GOAL OF THE EXERCISE →
Can you reproduce every line of the records below word for word, leaving the pictures out of your answer?

-- start of DATA PROVIDED --

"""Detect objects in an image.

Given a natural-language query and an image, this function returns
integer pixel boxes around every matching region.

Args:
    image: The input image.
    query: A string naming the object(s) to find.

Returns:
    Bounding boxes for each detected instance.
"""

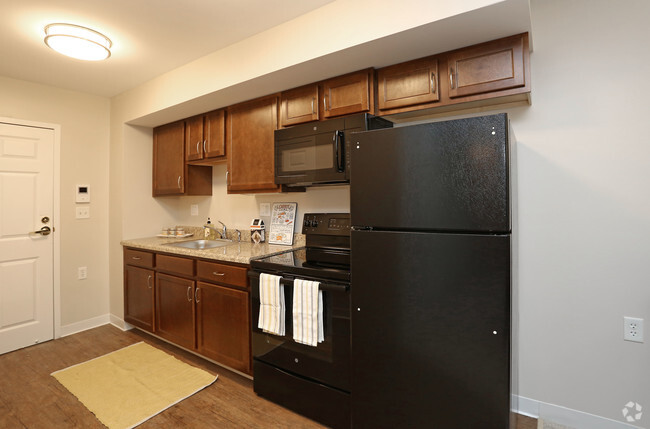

-- end of DATA PROVIDED --

EXERCISE SOLUTION →
"""Detect objects in an image.

Given a natural-language query and an image, this function returns
integer pixel boxes around every matching region.

Args:
    image: The input image.
    query: A string naming the object(s) to find.

Returns:
    Bounding boxes for each detected instance.
"""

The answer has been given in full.